Excerpts from a dataset:
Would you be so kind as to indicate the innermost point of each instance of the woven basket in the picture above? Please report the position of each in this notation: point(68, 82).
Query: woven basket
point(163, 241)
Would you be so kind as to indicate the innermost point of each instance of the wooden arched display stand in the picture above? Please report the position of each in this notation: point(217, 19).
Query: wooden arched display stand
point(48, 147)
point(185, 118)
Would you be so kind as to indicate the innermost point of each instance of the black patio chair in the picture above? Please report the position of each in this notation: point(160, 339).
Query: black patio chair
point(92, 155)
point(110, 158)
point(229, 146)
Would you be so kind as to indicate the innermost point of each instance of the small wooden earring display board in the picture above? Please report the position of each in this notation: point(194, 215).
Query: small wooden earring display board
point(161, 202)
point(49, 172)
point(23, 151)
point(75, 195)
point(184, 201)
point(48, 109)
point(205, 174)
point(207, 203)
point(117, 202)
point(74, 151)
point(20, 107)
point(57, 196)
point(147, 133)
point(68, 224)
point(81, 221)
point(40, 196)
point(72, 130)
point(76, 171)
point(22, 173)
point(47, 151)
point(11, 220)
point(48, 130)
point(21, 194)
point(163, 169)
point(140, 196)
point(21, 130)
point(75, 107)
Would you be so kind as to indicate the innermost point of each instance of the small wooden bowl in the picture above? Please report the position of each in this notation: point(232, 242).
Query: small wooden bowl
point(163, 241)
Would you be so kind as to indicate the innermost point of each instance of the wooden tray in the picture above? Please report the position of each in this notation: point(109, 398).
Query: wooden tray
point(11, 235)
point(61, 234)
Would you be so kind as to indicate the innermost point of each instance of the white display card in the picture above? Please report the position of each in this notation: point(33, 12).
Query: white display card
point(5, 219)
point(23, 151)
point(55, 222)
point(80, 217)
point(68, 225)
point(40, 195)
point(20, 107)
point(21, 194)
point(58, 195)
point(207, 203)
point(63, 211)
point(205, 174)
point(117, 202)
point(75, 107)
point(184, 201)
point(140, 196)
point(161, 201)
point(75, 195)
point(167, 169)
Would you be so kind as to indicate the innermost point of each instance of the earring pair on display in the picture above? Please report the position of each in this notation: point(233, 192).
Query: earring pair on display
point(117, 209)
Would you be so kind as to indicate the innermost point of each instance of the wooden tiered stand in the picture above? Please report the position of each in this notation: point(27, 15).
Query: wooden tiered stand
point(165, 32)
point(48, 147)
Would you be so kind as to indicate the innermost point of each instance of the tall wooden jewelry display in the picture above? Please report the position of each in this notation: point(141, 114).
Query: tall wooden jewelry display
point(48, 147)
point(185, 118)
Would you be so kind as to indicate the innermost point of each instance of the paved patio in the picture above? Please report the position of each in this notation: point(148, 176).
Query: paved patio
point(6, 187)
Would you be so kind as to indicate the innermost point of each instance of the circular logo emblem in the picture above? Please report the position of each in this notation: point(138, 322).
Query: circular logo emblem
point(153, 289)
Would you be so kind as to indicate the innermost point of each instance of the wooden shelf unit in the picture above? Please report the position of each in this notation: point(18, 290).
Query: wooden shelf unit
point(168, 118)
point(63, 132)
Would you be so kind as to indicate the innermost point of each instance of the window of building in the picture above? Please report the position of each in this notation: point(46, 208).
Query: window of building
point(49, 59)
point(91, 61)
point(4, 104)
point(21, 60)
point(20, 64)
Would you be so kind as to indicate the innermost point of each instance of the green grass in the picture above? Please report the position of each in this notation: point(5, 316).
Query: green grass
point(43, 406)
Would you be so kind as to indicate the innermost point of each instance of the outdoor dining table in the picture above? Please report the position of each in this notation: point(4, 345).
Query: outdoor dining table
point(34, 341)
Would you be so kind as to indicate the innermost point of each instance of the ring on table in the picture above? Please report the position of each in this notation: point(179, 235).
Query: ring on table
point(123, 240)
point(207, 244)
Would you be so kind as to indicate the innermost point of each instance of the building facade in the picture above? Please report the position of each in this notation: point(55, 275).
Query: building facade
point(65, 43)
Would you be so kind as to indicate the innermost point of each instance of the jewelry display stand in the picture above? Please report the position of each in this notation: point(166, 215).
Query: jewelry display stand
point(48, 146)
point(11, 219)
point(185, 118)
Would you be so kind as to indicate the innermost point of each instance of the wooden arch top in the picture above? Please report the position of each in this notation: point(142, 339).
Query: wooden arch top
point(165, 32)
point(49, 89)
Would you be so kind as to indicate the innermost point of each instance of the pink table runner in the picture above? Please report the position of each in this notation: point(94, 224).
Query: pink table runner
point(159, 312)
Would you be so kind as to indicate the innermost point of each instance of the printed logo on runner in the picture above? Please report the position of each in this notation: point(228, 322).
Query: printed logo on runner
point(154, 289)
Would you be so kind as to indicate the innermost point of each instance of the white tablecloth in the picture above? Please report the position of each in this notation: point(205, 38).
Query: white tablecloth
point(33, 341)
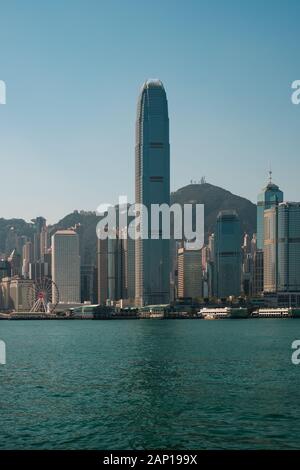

> [TASK PROMPT]:
Copy these entries precisely and drop any picture.

> [REPLY TO THE TASK]:
Would you be so kind as to indicate the innermost point of each instance of the woven basket in the picture above? Please report the position of each in this notation: point(68, 82).
Query: woven basket
point(163, 241)
Would you be so kind as to indicate the innermost point of each instance of the wooden arched display stand in the picture above? Please report the position of each in this notation: point(217, 19).
Query: wooden arched display stand
point(48, 147)
point(185, 118)
Would you be so kind as to indicate the innermost point of each instance of the black patio chair in the picture above? Please report the position of each in this notation: point(160, 339).
Query: black patio chair
point(92, 155)
point(110, 158)
point(229, 146)
Would you be so kind as to indicate the innermost point of each instance of the small wooden earring display board in the picture above? Please report the position of each in this notation: point(194, 215).
Query: small wooden earring display board
point(161, 202)
point(49, 172)
point(23, 151)
point(75, 195)
point(184, 201)
point(48, 109)
point(205, 174)
point(207, 203)
point(117, 202)
point(74, 151)
point(20, 107)
point(57, 196)
point(147, 133)
point(68, 224)
point(81, 221)
point(40, 196)
point(72, 130)
point(76, 171)
point(22, 173)
point(47, 151)
point(11, 220)
point(48, 130)
point(21, 194)
point(163, 169)
point(140, 196)
point(21, 130)
point(75, 107)
Would you be so kind as to indicate the innermost point of each instance of the small wooden bowl in the picture above? Please report the position of each in this notation: point(232, 242).
Query: small wooden bowl
point(163, 241)
Would you be so kind as to indicate the innermost point of each instance of the wooden tray in the picture above? Please report the position of each in this notation: point(109, 398).
Query: wooden tray
point(11, 235)
point(61, 234)
Would you be so kind as to indicate the innermost point of each instance of the white display card in the picture above? Please report the position of each in this notation: point(33, 12).
Query: white display card
point(5, 219)
point(23, 151)
point(55, 222)
point(80, 217)
point(68, 225)
point(40, 195)
point(20, 107)
point(21, 194)
point(58, 195)
point(207, 203)
point(63, 211)
point(205, 174)
point(117, 202)
point(75, 107)
point(184, 201)
point(140, 196)
point(161, 201)
point(75, 195)
point(167, 169)
Would you be so kind as to indicate the innermost point of each instance of the earring pair on display in the picture above? Please report the position of each in this notation: point(233, 192).
Query: earring pair on display
point(117, 209)
Would you be so kind as to indicate the innermost point of each instance of the wooden tiered stand in the picture above? Please report the position of each in this notation: point(27, 15).
Query: wooden tiered stand
point(165, 32)
point(48, 147)
Would you be so kind as to indicate the innermost point of each instance of the tall wooden jewelry display in the picture above? Please report the position of each in this notation: point(141, 114).
Query: tall wooden jewelry display
point(48, 147)
point(185, 118)
Would you be so kind as to indicate the innermost point of each instance of the paved patio in the picture above? Please report the position of each in this notation: point(148, 176).
Query: paved patio
point(6, 187)
Would you be so kind as to indicate the innermost point of each instance of the circular logo emblem in the picture above? Please report the position of each in this notation: point(138, 322).
Query: circular logo emblem
point(153, 289)
Would you be so kind as to indicate the innermost point of each instance of the wooden shelf unit in the picture above? Please report the position of each in this notation: point(18, 290).
Query: wooden shelf unit
point(168, 118)
point(63, 132)
Would you be so kind as to indicate the innermost point of each instance of the window of building in the picture above? Please report the position of each in this notation: point(46, 208).
Query: window of building
point(49, 59)
point(91, 61)
point(4, 104)
point(21, 60)
point(20, 64)
Would you be so kind as to indicate the innermost point of each instance of the green grass in the picture above? Please report the position of each in this notation: point(5, 316).
Query: green grass
point(43, 406)
Would you be so kind as to indicate the innermost point of each instance of the outdoor dining table in the picture above? Please report the position of each in this notation: point(4, 345).
Query: outdoor dining table
point(34, 341)
Would you be so kind as to indicate the innermost point of each instance of the ring on table in the picture above? Please report the position of each in this notation: point(179, 235).
Query: ring on table
point(123, 240)
point(207, 244)
Would you be so kind as to indicate the innermost point of each instance of the building facade in the picture above? Please report the position of each in this notation: point(55, 275).
Query: building facade
point(65, 43)
Would you be so kind as to indicate the innermost point of each instance of the jewelry display stand in the picture above? Please report the position of each in this notation: point(166, 215).
Query: jewelry display stand
point(48, 146)
point(11, 219)
point(185, 118)
Would you be so kind as to indicate the innermost point of each instance of the wooden arch top in the picture above? Please report the position of each in this notation: point(142, 339).
Query: wooden arch top
point(165, 32)
point(49, 89)
Would you be so kind as to indicate the innermost point of each instance of the pink table runner in the picture above? Please report the position of each in this notation: point(94, 224).
Query: pink table runner
point(159, 312)
Would you be so kind as to indicate the innermost point of each instance of the printed logo on runner in the picture above? Please report the position of each in this notation: point(228, 322).
Query: printed logo on runner
point(154, 289)
Would you be so kind as to indicate the innermost point of each instance of the white tablecloth in the picture above? Please report the position of each in this notation: point(205, 38).
Query: white tablecloth
point(33, 341)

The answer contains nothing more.